Task description: Beginning with the line containing "Could you mark the stained" and ending with the last line of the records, set down every line exactly.

Task material:
---
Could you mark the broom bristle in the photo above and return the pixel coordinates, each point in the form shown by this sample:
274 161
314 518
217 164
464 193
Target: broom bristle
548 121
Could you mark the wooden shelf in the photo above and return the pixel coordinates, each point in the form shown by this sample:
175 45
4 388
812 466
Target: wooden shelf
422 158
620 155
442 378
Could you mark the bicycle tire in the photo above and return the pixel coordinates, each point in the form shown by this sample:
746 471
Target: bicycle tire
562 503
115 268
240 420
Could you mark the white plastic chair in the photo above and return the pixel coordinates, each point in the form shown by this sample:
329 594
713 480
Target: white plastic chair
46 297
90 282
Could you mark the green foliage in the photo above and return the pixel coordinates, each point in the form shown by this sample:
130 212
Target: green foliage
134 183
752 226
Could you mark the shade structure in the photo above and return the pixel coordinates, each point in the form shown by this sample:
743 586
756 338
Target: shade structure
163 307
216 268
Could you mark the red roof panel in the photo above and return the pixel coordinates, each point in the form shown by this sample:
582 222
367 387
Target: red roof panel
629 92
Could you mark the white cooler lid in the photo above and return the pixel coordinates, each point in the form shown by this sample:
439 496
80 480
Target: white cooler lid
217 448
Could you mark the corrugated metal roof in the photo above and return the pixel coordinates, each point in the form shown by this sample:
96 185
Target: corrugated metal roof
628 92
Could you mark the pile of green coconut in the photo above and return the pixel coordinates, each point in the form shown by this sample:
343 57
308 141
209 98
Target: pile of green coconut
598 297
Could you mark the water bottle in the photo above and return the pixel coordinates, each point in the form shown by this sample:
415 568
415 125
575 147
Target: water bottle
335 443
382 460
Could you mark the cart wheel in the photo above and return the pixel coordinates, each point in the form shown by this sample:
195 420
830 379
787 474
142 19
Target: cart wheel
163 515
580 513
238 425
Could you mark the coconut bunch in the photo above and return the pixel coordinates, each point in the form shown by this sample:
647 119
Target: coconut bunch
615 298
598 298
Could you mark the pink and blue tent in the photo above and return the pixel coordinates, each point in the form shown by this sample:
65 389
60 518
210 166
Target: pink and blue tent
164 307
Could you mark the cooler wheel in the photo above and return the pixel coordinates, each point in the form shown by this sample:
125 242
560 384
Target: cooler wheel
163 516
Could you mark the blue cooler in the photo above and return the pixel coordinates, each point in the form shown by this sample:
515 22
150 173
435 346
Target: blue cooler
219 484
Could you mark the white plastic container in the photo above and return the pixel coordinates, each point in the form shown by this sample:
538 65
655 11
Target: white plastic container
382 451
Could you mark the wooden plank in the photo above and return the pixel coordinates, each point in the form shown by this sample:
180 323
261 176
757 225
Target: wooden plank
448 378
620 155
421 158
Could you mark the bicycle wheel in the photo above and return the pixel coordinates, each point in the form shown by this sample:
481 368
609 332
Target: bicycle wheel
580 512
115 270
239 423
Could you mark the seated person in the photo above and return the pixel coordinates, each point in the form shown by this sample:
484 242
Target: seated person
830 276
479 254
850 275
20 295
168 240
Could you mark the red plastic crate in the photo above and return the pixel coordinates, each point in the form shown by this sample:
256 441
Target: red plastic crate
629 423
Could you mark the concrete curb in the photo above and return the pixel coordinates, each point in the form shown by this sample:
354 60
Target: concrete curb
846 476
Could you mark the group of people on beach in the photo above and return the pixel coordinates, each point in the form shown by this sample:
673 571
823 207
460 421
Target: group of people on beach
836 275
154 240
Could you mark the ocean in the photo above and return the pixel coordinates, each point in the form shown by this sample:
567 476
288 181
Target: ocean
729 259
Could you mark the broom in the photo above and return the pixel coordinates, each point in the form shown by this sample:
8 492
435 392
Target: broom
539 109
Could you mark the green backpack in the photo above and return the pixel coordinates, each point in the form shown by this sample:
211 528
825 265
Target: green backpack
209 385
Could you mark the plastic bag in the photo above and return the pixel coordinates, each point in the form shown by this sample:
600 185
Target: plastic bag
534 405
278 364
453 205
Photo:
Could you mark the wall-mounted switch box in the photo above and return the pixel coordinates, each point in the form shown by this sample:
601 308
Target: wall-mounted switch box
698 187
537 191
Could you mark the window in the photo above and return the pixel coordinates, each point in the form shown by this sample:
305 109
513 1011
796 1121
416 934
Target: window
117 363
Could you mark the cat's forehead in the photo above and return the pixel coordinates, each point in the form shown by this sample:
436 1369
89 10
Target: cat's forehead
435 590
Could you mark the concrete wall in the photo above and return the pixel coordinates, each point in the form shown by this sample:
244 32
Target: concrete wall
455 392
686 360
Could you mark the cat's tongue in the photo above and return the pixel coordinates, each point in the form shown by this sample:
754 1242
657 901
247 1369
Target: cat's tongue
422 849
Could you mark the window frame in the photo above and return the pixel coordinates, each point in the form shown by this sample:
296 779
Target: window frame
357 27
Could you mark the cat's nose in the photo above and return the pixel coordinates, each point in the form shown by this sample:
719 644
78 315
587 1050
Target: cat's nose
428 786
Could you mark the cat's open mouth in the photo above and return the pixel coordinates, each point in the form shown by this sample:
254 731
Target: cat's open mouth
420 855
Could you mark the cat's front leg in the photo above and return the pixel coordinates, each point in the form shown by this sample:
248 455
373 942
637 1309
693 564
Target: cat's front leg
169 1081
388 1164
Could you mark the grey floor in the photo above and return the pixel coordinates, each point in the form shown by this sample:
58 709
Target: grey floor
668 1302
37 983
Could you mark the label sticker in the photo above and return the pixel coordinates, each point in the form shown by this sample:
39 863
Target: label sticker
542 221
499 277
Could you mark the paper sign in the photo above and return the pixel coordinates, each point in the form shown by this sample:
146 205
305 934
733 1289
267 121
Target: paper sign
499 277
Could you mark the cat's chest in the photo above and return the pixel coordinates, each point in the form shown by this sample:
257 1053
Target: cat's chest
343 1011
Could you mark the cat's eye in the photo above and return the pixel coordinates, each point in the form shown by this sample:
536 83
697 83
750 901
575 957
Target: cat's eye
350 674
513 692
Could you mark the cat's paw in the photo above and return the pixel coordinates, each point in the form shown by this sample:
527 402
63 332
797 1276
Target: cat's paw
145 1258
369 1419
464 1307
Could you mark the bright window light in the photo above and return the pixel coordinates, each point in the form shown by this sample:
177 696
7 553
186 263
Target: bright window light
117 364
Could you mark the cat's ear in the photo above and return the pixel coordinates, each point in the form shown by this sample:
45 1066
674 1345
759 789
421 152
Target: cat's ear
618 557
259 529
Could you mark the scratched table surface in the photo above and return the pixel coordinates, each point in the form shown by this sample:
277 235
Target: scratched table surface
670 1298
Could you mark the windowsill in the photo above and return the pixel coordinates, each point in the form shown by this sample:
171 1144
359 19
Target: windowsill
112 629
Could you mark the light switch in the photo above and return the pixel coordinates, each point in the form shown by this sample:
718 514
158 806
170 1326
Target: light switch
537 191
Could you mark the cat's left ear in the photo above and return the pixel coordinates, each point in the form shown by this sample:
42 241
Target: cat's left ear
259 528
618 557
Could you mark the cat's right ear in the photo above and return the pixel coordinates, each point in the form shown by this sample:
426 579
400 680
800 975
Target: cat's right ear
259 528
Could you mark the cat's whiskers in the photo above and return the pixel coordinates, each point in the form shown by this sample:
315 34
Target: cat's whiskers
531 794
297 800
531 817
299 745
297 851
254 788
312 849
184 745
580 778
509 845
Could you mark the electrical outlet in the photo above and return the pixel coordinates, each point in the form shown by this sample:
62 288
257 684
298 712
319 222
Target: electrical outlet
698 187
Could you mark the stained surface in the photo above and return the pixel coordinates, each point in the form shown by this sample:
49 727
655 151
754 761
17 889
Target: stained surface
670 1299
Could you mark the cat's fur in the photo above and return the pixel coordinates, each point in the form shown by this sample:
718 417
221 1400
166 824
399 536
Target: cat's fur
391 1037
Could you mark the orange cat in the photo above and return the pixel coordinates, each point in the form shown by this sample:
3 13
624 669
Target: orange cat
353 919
---
The reply:
Could you mark the stained surface in the photo above and return the pixel coordinates, each point in the form shown by this sample:
49 727
655 151
754 761
17 889
Target: stained surface
670 1299
Could you mark the cat's fur in the photo above and return the pixel coordinates, each point in the form shown by this sample:
718 417
221 1400
166 824
399 536
Target: cat's fur
391 1037
Could you mark the orange cat in the photo above and return the pixel coordinates, each point in the form shown by this sample:
3 13
624 669
Target: orange cat
353 919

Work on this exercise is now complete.